_PROBLEM TO SOLVE_: Which lines in the material below contain the word "spaghetti", matched case-sensitively? Copy out each of those lines.

Start of LISTED RECORDS

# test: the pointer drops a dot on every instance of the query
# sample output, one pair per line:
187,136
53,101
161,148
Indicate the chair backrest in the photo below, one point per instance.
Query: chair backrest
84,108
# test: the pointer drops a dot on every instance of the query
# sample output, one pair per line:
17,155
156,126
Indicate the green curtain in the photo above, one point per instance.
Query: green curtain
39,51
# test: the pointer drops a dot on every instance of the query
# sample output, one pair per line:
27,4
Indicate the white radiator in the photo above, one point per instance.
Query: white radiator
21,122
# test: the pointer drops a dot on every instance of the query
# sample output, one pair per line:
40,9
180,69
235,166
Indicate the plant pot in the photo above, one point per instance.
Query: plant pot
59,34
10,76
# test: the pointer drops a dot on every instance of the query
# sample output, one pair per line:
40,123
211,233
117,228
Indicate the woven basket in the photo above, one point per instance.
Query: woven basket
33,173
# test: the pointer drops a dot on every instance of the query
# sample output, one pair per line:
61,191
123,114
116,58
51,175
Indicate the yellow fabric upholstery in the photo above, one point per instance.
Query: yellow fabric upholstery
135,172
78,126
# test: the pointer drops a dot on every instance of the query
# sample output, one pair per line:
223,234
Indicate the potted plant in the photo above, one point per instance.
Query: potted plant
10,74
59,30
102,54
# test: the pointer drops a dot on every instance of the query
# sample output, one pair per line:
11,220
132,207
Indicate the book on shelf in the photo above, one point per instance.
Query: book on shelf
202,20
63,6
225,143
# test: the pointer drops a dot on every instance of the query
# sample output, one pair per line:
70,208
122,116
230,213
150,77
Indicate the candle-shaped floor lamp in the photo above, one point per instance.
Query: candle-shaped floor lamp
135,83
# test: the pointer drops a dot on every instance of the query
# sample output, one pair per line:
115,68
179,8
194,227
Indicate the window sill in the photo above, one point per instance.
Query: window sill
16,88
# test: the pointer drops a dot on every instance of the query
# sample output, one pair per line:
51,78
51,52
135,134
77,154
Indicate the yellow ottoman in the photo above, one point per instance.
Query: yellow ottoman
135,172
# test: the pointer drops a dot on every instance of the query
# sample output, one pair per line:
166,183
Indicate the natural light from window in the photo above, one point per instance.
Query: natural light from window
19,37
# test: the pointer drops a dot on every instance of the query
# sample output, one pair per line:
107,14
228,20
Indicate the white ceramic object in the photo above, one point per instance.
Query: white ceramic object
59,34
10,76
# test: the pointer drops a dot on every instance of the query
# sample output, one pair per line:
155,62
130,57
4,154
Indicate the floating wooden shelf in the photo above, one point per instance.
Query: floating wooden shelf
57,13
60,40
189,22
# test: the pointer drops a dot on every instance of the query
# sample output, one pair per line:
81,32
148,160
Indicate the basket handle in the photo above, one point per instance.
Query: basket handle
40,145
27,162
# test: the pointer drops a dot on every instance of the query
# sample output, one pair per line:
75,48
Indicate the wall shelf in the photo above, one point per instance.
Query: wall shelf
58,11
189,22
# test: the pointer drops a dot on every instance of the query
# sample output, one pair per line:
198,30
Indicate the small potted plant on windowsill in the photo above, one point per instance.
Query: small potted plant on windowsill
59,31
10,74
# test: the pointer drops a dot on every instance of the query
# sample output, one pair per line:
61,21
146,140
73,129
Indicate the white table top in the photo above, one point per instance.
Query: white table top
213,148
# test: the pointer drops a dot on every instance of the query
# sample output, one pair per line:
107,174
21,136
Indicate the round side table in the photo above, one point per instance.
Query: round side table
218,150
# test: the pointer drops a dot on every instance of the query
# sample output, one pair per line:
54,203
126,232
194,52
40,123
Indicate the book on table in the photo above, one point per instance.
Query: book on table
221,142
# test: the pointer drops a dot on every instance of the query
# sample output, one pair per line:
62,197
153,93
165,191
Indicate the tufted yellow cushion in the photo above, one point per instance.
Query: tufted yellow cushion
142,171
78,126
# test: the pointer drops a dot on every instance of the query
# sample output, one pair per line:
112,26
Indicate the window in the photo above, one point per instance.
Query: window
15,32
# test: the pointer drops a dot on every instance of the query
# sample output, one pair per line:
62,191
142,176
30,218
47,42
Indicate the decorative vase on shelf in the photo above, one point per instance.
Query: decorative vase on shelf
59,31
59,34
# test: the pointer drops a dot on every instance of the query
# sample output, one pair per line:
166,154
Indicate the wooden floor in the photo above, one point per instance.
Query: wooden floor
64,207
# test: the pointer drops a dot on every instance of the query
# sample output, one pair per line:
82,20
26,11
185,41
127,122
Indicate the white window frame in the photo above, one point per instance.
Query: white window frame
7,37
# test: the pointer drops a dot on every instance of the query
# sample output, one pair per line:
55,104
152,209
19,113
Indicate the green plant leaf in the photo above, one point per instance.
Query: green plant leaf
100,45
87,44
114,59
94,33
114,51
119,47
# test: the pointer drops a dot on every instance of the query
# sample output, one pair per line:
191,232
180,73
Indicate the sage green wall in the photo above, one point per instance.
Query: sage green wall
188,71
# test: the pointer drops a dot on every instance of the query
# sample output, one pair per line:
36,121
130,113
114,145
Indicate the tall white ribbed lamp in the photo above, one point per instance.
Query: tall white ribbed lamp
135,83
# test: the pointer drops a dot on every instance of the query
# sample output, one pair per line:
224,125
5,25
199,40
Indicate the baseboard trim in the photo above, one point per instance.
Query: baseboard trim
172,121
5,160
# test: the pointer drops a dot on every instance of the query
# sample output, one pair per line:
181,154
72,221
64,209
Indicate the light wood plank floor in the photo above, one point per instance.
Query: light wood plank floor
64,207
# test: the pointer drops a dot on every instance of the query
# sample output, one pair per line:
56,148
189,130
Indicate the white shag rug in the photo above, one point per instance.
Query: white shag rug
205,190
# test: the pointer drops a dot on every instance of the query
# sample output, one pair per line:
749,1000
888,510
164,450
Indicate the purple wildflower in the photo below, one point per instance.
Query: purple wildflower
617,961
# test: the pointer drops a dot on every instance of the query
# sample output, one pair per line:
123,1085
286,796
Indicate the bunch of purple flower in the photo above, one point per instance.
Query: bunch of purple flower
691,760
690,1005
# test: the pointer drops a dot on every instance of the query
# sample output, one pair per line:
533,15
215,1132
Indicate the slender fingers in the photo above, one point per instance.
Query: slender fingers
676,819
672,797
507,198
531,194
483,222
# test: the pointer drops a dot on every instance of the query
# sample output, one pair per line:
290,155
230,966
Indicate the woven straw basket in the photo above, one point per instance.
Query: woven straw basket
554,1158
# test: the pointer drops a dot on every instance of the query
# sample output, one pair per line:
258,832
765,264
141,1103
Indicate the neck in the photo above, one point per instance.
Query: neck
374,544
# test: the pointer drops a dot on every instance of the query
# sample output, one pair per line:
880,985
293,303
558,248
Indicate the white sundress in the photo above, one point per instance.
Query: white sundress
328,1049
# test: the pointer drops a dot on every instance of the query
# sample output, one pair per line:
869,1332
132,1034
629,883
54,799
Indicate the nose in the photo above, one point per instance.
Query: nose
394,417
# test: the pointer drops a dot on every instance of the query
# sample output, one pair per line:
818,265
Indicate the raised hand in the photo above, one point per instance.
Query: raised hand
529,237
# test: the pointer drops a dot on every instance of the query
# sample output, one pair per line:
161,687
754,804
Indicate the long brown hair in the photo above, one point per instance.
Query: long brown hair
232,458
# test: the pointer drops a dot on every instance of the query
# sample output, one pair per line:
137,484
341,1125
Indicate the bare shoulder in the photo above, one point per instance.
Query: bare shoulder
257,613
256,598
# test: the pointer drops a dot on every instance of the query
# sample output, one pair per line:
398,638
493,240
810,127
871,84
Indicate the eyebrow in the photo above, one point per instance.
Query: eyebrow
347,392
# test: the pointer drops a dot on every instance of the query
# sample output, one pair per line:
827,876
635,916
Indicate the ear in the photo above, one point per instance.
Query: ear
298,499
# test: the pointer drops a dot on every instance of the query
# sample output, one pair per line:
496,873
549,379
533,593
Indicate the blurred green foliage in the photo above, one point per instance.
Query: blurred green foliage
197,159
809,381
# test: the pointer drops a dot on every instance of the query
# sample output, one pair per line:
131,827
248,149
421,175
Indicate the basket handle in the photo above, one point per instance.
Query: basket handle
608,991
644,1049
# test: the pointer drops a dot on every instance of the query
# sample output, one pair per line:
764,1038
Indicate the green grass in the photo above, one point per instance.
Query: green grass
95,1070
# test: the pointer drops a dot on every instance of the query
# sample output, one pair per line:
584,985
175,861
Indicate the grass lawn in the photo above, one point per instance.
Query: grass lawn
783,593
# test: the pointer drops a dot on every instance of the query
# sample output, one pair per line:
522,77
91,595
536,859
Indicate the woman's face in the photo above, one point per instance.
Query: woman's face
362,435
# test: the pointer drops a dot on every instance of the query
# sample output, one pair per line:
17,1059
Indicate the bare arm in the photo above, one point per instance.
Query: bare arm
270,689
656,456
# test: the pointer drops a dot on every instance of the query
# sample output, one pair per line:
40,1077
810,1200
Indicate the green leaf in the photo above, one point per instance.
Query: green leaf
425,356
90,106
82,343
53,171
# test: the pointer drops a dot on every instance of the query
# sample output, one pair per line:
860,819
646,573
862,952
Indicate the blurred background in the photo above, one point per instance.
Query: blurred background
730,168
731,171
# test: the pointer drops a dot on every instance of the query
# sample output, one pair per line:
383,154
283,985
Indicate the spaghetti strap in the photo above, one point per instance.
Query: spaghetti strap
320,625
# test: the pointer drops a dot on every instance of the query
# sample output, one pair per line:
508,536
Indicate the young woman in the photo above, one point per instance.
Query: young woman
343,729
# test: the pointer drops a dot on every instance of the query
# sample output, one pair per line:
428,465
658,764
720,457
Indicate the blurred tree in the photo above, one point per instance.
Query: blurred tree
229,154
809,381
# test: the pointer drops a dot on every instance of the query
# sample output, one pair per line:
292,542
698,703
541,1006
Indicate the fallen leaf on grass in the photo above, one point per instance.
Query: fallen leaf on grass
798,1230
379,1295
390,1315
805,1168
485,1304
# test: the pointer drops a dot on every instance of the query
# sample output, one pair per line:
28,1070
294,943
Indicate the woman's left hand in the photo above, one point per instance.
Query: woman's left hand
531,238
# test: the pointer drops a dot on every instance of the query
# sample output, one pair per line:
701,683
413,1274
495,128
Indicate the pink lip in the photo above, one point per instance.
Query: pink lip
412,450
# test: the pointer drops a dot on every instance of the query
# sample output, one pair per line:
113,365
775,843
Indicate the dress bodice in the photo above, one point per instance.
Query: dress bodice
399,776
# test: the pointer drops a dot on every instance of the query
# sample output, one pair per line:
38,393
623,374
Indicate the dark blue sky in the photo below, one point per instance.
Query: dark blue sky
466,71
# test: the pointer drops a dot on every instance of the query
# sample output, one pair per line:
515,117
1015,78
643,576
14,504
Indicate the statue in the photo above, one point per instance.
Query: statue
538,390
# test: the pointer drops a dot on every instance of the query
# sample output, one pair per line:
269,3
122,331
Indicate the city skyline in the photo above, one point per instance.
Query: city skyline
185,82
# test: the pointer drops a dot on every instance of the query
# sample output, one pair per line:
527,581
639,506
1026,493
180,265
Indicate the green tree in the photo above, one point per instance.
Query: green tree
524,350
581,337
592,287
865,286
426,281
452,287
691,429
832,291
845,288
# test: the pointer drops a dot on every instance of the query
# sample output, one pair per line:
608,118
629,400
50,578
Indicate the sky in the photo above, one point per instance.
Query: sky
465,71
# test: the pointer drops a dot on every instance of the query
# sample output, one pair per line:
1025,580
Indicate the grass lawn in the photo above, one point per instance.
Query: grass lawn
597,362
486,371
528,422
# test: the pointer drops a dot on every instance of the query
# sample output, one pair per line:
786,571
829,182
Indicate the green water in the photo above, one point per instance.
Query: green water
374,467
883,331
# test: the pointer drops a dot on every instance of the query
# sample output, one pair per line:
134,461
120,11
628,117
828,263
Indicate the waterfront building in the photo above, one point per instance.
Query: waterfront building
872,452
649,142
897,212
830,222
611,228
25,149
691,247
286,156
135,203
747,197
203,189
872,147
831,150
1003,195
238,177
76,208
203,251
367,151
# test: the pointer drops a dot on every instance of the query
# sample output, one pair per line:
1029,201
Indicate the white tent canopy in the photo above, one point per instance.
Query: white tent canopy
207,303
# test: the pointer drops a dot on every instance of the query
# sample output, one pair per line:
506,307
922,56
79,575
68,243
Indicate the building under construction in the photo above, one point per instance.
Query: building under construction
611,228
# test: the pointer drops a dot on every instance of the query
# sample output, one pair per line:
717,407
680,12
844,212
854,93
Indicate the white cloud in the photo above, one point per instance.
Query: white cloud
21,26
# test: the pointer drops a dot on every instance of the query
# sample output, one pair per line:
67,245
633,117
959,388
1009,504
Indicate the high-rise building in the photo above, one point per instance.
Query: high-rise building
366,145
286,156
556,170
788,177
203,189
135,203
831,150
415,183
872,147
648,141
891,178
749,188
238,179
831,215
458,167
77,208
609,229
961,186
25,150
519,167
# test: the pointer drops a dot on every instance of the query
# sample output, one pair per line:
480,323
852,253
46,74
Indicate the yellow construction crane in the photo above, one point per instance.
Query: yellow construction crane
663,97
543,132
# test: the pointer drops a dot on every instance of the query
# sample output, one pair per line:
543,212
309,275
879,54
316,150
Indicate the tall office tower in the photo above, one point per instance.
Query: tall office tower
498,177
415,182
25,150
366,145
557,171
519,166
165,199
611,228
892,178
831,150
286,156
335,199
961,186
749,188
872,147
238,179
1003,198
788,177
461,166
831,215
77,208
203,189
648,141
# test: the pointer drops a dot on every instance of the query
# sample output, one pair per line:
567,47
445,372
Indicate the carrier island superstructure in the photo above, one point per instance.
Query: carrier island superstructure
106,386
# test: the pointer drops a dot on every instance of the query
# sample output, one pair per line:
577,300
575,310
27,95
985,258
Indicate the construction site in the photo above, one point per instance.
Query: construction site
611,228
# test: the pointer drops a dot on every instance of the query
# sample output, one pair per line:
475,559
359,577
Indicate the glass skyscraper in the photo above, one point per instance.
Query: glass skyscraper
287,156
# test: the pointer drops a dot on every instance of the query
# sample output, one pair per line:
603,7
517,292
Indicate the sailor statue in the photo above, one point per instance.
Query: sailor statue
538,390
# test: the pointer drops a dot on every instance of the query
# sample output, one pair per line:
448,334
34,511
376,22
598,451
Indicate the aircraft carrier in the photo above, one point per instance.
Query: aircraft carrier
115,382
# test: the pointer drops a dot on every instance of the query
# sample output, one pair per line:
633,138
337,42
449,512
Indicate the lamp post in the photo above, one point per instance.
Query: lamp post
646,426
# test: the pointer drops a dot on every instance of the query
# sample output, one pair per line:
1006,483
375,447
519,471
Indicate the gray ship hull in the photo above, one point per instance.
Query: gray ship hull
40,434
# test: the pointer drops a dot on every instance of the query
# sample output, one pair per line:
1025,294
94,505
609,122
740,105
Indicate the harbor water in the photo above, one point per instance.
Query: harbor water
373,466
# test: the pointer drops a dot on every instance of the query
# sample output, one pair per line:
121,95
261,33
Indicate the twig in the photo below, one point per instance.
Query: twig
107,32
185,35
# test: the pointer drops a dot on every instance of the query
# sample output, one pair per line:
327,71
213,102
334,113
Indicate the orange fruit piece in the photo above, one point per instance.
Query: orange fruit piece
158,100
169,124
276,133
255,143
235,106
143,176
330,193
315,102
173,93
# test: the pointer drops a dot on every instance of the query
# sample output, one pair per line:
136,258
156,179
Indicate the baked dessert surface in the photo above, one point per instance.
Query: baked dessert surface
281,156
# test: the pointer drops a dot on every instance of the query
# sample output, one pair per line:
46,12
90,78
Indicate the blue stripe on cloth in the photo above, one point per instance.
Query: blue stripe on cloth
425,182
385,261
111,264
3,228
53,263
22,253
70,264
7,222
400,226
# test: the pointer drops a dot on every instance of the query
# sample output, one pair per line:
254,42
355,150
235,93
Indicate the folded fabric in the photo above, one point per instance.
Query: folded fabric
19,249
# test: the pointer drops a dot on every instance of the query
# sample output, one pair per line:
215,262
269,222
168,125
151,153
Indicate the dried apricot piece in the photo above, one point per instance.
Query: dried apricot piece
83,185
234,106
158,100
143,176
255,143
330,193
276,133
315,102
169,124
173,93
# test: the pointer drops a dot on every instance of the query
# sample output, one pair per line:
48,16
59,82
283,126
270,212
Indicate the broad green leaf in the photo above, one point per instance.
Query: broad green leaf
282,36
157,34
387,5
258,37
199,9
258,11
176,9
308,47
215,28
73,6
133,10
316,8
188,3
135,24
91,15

End of LISTED RECORDS

_ANSWER_:
Indicate the spaghetti strap in the photo above, one point per instance.
Query: spaghetti strap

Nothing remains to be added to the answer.